══ PROVIDED PASSAGE

Downgrades in our credit ratings may increase our future borrowing costs, limit our ability to raise capital, cause our stock price to decline or reduce analyst coverage, any of which could have a material adverse impact on our business.
Credit rating agencies review their ratings periodically and, therefore, the credit rating assigned to us by each of the rating agencies may be subject to revision at any time. Factors that can affect our credit ratings include changes in our operating performance, the economic environment, our financial position, conditions in and periods of disruption in any of our principal markets and changes in our business strategy. If weak financial market conditions or competitive dynamics cause any of these factors to deteriorate, we could see a reduction in our corporate credit rating. Since investors, analysts and financial institutions often rely on credit ratings to assess a company’s creditworthiness and risk profile, make investment decisions and establish threshold requirements for investment guidelines, our ability to raise capital, our access to external financing, our stock price and analyst coverage of our stock could be negatively impacted by a downgrade to our credit rating.
Our Series A Preferred Stock contains covenants that may limit our business flexibility.

════
══ DATA SUPPLIED

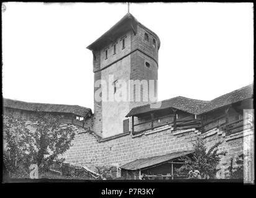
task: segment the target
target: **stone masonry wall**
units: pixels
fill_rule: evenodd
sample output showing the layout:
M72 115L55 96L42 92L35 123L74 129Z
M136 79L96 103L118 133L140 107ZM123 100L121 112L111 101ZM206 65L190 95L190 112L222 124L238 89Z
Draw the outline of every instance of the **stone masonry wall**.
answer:
M173 131L169 126L137 136L127 133L115 139L99 140L92 132L81 133L76 135L73 146L65 157L67 161L91 168L96 166L121 166L136 159L191 150L192 142L198 136L204 138L208 148L218 140L222 142L220 150L228 153L221 160L221 170L217 176L223 178L225 169L229 166L229 158L243 153L242 131L226 136L222 131L214 129L201 135L194 129Z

════

> **LIST OF TASKS**
**A.** In the credit ratings passage, what does the company say contains covenants that may limit its business flexibility?
**B.** Translate this sentence from the credit ratings passage into Spanish: "Credit rating agencies review their ratings periodically and, therefore, the credit rating assigned to us by each of the rating agencies may be subject to revision at any time."
**C.** Using the credit ratings passage, explain why a downgrade could hurt the company's ability to raise capital, its stock price and analyst coverage of its stock.

> **FINAL ANSWERS**
**A.** Its Series A Preferred Stock.

**B.** Las agencias de calificación crediticia revisan sus calificaciones periódicamente y, por lo tanto, la calificación crediticia que nos asigna cada una de las agencias de calificación puede estar sujeta a revisión en cualquier momento.

**C.** Investors, analysts and financial institutions often rely on credit ratings to judge a company's creditworthiness and risk profile. They also use ratings to make investment decisions and to set threshold requirements for investment guidelines. A lower rating could therefore reduce the company's access to capital and external financing, lower its stock price and reduce analyst coverage.